→ **WHAT IS BEING ASKED**
Count the lines in the rows below that contain the word "umbrella", and give only that number.

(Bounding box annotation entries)
---+---

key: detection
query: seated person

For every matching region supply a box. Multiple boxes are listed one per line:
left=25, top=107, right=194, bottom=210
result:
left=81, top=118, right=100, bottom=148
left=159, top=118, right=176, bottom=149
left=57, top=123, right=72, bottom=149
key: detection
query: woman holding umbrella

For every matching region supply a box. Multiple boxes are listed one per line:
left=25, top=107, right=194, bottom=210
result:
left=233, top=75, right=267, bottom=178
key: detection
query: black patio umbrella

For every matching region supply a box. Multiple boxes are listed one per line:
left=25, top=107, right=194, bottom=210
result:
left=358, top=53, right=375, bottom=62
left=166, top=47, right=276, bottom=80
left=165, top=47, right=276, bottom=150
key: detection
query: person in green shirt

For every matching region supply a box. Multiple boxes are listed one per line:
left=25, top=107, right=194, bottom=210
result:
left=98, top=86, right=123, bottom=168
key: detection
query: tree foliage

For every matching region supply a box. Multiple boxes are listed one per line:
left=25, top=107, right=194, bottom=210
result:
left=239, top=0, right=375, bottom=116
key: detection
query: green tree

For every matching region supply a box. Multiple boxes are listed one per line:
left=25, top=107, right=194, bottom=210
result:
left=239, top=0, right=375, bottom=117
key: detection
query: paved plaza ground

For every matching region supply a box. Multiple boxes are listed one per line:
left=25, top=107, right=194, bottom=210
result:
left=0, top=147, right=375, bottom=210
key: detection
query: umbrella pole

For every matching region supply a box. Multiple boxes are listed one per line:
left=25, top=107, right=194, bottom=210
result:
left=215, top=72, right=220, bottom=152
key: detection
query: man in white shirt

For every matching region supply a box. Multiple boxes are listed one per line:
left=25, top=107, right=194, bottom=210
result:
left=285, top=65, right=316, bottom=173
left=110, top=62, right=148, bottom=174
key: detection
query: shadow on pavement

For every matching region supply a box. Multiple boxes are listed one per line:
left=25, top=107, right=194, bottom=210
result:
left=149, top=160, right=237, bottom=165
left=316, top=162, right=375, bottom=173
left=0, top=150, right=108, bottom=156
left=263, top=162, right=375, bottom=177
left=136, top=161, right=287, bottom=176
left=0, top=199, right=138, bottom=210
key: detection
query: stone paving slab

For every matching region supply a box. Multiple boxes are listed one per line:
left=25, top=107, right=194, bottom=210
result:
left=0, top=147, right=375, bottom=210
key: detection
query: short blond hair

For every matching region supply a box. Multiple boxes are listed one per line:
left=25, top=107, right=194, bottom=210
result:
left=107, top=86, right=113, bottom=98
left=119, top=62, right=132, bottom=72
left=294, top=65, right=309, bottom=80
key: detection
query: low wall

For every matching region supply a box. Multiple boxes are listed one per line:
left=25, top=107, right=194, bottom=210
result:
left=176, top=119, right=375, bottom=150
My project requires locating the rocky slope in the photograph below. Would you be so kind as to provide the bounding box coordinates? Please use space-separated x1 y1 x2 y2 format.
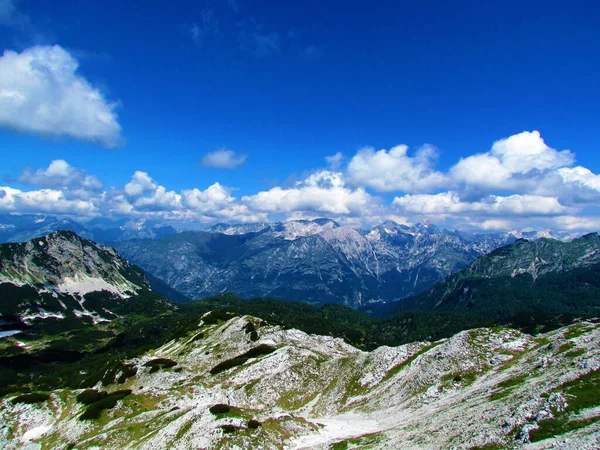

---+---

→ **COMPLETED EXERCISE**
3